TEKS BACAAN:
+ + + +
Presiden Soekarno lalu memerintahkan KSAP (Kepala Staf Angkatan Perang) Jenderal AH. Nasution untuk menyiapkan mobilisasi umum APRI (Angkatan Perang Republik Indonesia) untuk merebut Papua Barat / West Papua. 

Sejak itu mobilisasi besar-besaran mulai dilaksanakan oleh ADRI, ALRI, AURI dan POLRI, termasuk mencari dukugan kepada blok timur (Pakta Warsawa) dan juga kepada blok barat (NATO). Seakan tidak mau kalah dengan intimidasi Republik Indonesia, maka Belanda kemudian menyiapkan cadangan strategis angkatan lautnya, termasuk di antaranya adalah mengerahkan kapal induk Hr. Ms Karel Doorman dan sejumlah kapal jenis destroyer di Papua Barat.

Pada tahun 1960 pemerintah Belanda di bawah Perdana Menteri, Joseph Luns, menyadari bahwa mereka semakin terdesak oleh tekanan dari pemerintah Republik Indonesia di bawah kepemimpinan Soekarno untuk segera mengembalikan Papua kepada Republik Indonesia. 

Belanda lalu membuat negara boneka yang diberi nama “West Papua atau Papua Barat” dengan lagu kebangsaaan “Hai Tanahku Papua” dan dengan lambang negaranya yaitu “Burung Mambruk” serta nama bangsa adalah “Papua” 

Pada tanggal 1 Desember 1961, bendera Bintang Kejora tersebut lalu dikibarkan sejajar dengan bendera Belanda, dan lagu Hai Tanahku Papua dinyanyikan bersamaan dalam peristiwa tersebut (namun dokumentasi tentang peristiwa pengibaran bendera bintang kejora dengan diiringi oleh menyanyikan lagu Hai Tanahku Papua tidak pernah ditemukan). 

Bersamaan dengan itu Belanda juga membentuk Batalyon sukarela Papua yang berkedudukan di Arfiai Manokwari dengan kantor Mayon menggunakan barak Marinir Belanda (di kemudian hari batalyon ini menjadi cikal bakal dari munculnya TPN-OPM). 

Menjawab semua langkah politik Belanda tersebut presiden Soekarno lalu menjawab dengan mencetuskan Trikora (Tri Komando Rakyat) pada tanggal 19 Desember 1961 di Yogyakarta, yang isinya sbb : 

1) Gagalkan pembentukan negara Papua buatan Belanda kolonial. 

2) Kibarkan Sang Merah Putih di Irian Barat tanah air Indonesia. 

3) Bersiaplah untuk mobilisasi umum guna mempertahankan kemerdekaan dan kesatuan tanah air dan bangsa.
+ + + +
BARIS TERSIMPAN:
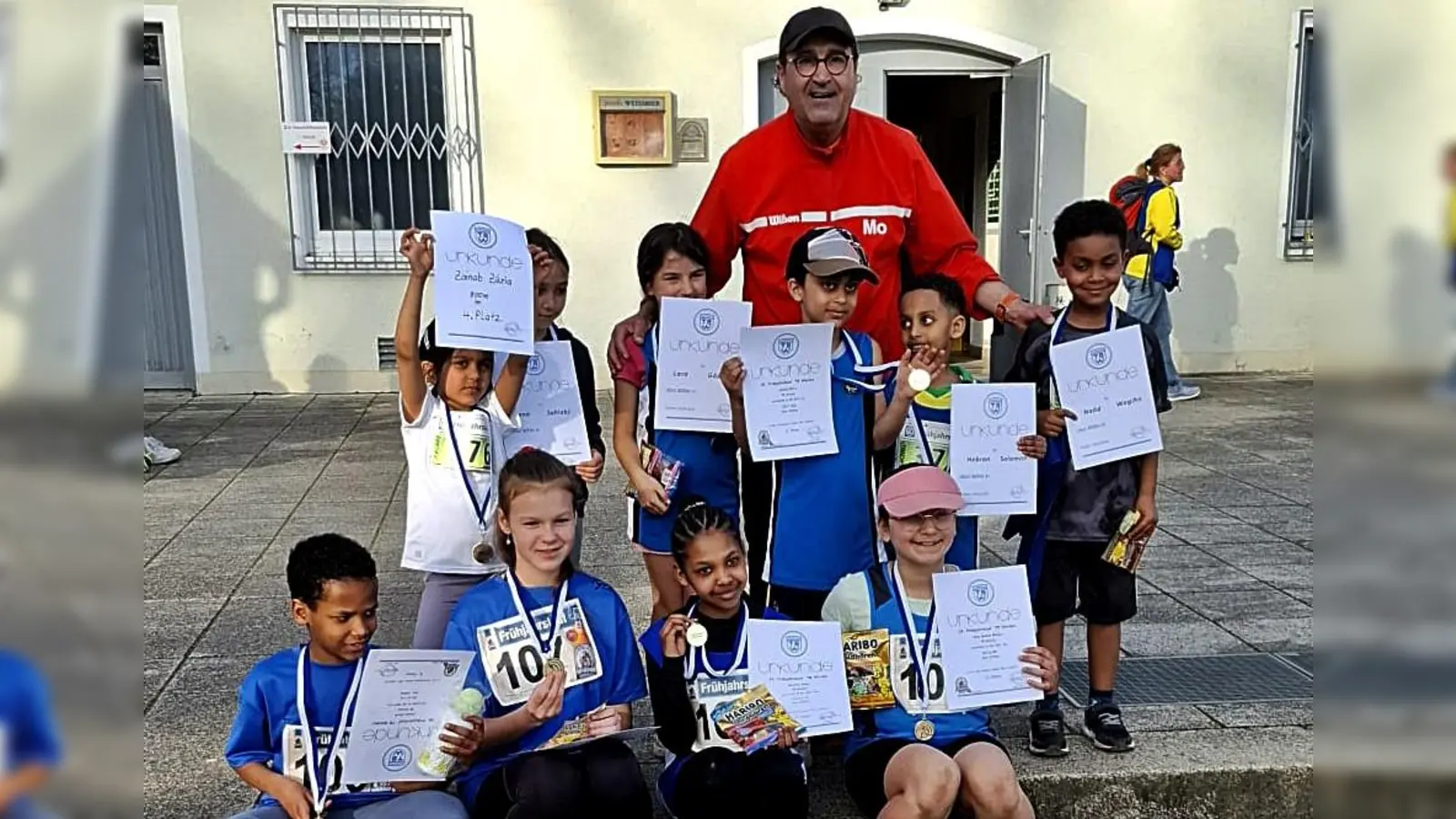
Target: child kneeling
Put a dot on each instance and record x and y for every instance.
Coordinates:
(555, 646)
(917, 758)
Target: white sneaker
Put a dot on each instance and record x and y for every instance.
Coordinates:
(159, 453)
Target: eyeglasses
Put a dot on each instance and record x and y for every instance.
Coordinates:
(805, 65)
(936, 518)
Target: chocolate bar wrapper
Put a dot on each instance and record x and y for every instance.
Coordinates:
(866, 663)
(754, 720)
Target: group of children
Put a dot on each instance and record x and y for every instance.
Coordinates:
(495, 532)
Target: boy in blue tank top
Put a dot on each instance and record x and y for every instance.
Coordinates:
(822, 509)
(696, 659)
(916, 423)
(917, 756)
(290, 733)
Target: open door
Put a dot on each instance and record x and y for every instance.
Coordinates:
(1043, 167)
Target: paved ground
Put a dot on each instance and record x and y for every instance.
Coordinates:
(1230, 574)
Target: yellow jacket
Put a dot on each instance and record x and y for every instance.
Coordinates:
(1162, 229)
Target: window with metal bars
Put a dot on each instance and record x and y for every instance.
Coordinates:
(1308, 178)
(397, 89)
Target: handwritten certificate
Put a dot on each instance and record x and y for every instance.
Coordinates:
(485, 288)
(1104, 380)
(550, 407)
(985, 622)
(402, 697)
(695, 339)
(803, 665)
(986, 423)
(788, 409)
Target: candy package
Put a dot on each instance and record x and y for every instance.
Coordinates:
(754, 720)
(866, 665)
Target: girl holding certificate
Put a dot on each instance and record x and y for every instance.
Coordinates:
(558, 654)
(699, 658)
(919, 758)
(666, 465)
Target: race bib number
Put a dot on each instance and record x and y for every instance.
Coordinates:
(910, 448)
(296, 765)
(514, 663)
(906, 683)
(705, 694)
(473, 438)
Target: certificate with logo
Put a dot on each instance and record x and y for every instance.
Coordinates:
(485, 286)
(550, 407)
(695, 339)
(402, 698)
(985, 622)
(803, 665)
(1104, 380)
(986, 423)
(788, 409)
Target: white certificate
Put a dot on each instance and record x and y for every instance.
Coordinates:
(550, 407)
(400, 702)
(695, 339)
(485, 286)
(986, 423)
(1104, 380)
(803, 663)
(788, 409)
(985, 622)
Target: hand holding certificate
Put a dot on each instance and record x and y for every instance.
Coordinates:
(803, 665)
(1104, 380)
(695, 339)
(986, 625)
(987, 420)
(786, 399)
(484, 283)
(397, 716)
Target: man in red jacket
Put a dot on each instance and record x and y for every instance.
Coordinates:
(824, 162)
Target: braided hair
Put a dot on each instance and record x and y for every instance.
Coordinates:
(698, 518)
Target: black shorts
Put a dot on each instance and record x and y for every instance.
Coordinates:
(798, 603)
(865, 768)
(1075, 579)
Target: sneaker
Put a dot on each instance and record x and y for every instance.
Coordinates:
(1047, 734)
(1184, 392)
(1104, 726)
(159, 453)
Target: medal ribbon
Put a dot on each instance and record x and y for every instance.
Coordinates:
(739, 653)
(319, 780)
(465, 474)
(919, 652)
(555, 611)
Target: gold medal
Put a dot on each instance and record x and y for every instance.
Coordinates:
(924, 729)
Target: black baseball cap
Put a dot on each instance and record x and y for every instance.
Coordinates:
(815, 21)
(826, 252)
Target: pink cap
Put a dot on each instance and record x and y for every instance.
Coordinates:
(917, 490)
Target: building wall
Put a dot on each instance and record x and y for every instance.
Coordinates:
(1213, 77)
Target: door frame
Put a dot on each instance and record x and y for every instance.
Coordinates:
(167, 18)
(926, 31)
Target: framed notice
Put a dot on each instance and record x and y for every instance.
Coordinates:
(632, 127)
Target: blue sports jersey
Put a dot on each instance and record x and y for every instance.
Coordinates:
(28, 733)
(895, 722)
(267, 727)
(925, 438)
(823, 508)
(710, 467)
(602, 646)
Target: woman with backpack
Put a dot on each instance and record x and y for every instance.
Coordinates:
(1154, 220)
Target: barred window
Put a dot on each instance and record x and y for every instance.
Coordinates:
(1308, 157)
(397, 89)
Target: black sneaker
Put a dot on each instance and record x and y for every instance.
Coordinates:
(1103, 724)
(1047, 734)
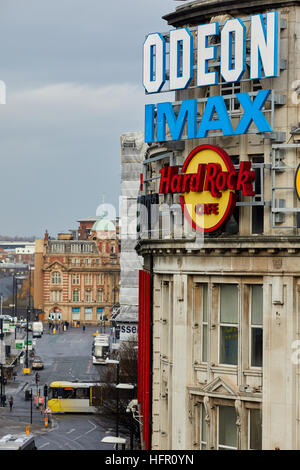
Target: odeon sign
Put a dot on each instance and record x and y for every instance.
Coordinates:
(258, 50)
(208, 184)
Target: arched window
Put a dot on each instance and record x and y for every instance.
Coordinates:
(56, 277)
(76, 297)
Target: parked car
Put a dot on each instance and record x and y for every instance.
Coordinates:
(37, 363)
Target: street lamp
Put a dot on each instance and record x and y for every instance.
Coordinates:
(2, 398)
(117, 363)
(27, 316)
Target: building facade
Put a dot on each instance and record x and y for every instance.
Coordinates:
(224, 303)
(132, 155)
(78, 277)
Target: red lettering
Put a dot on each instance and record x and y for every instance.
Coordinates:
(197, 180)
(207, 209)
(210, 184)
(167, 172)
(245, 179)
(176, 184)
(221, 181)
(185, 183)
(231, 180)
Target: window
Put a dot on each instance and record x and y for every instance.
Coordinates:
(204, 322)
(88, 296)
(227, 431)
(76, 296)
(55, 296)
(56, 277)
(76, 279)
(76, 313)
(88, 313)
(99, 313)
(256, 330)
(87, 248)
(258, 211)
(255, 429)
(68, 393)
(57, 248)
(100, 295)
(228, 324)
(75, 248)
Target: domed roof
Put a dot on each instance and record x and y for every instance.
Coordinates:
(104, 225)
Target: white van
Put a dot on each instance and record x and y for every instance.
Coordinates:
(37, 329)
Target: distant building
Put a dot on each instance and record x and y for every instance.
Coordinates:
(25, 255)
(77, 275)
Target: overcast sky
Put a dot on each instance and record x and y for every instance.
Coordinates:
(73, 70)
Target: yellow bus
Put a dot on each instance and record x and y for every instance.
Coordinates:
(74, 397)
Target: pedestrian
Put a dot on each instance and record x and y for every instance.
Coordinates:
(11, 402)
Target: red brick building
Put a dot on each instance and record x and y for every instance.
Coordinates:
(78, 274)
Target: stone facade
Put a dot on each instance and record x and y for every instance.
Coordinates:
(77, 278)
(226, 310)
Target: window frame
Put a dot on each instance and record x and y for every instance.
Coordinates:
(228, 325)
(251, 327)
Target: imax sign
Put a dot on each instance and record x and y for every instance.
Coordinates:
(222, 55)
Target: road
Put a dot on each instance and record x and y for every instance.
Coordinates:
(67, 356)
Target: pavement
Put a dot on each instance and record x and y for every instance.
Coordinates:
(16, 421)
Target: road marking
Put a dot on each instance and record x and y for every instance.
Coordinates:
(87, 432)
(89, 366)
(44, 445)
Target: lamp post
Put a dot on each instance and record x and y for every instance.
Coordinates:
(127, 387)
(27, 317)
(117, 363)
(1, 356)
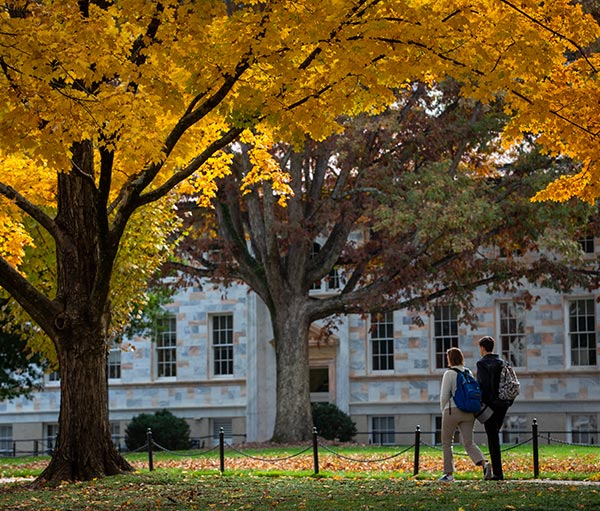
+ + + +
INSTRUKSI TUGAS A: Masukkan baris tersimpan ke dalam sebuah daftar JSON berisi string, mulai dari baris yang memuat "Target: pedestrian" sampai baris terakhir, satu string untuk tiap baris dan tanpa baris kosong. Gambar tidak perlu disertakan.
INSTRUKSI TUGAS B: Teruskan bacaan tentang perebutan Papua Barat setelah kalimat terakhirnya.

HASIL TUGAS A:
[
  "Target: pedestrian",
  "Put a dot on each instance and record x and y for every instance.",
  "Coordinates:",
  "(11, 402)",
  "Target: red brick building",
  "Put a dot on each instance and record x and y for every instance.",
  "Coordinates:",
  "(78, 274)",
  "Target: stone facade",
  "Put a dot on each instance and record x and y for every instance.",
  "Coordinates:",
  "(77, 278)",
  "(226, 310)",
  "Target: window frame",
  "Put a dot on each instance and record x and y for every instance.",
  "Coordinates:",
  "(228, 325)",
  "(251, 327)",
  "Target: imax sign",
  "Put a dot on each instance and record x and y for every instance.",
  "Coordinates:",
  "(222, 55)",
  "Target: road",
  "Put a dot on each instance and record x and y for every instance.",
  "Coordinates:",
  "(67, 356)",
  "Target: pavement",
  "Put a dot on each instance and record x and y for every instance.",
  "Coordinates:",
  "(16, 421)",
  "Target: road marking",
  "Put a dot on each instance and record x and y for every instance.",
  "Coordinates:",
  "(87, 432)",
  "(89, 366)",
  "(44, 445)",
  "Target: lamp post",
  "Put a dot on each instance and record x and y for every instance.",
  "Coordinates:",
  "(127, 387)",
  "(27, 317)",
  "(117, 363)",
  "(1, 356)"
]

HASIL TUGAS B:
Perselisihan antara RI dan Belanda terus memuncak sehingga presiden John F. Kennedy mengirim surat kepada PM Belanda Joseph Luns untuk menerima perundingan dengan RI. Katanya, jika gagal perundingan akan terjadi perang dan Belanda tidak mungkin memenangkan perang itu, sehingga komunis (Uni Sovyet dan sekutunya) yang akan mendapat angin di Asia Tenggara 

Belanda menolak dan menuduh Amerika tidak setia kawan serta mengingkari janjinya untuk membantu. Belanda lalu mencari dukungan kepada Inggris, akan tetapi Inggris pun menasehati untuk terus berunding. Sehingga untuk menekan Belanda agar mau berunding maka presiden Soekarno lalu membentuk operasi mandala dengan mengangkat Mayjen Soeharto sebagai Panglimanya, Kolonel Laut Sudomo sebagai Wapang, Kolonel Udara Watimena sebagai Wapang, dan Kolonel Achmad Tahir sebagai Kasgab. 

Untuk memaksa Belanda memasuki meja perundingan, Panglima Mandala Mayjen Soeharto lalu menginfiltrasikan pasukan-pasukan gerilya RPKAD, ALRI, dan Polri menyusup ke wilayah Papua Barat. Infiltrasi dilakukan dengan cara menerjunkan mereka di tengah hutan atau menyusupkan mereka melalui kapal laut.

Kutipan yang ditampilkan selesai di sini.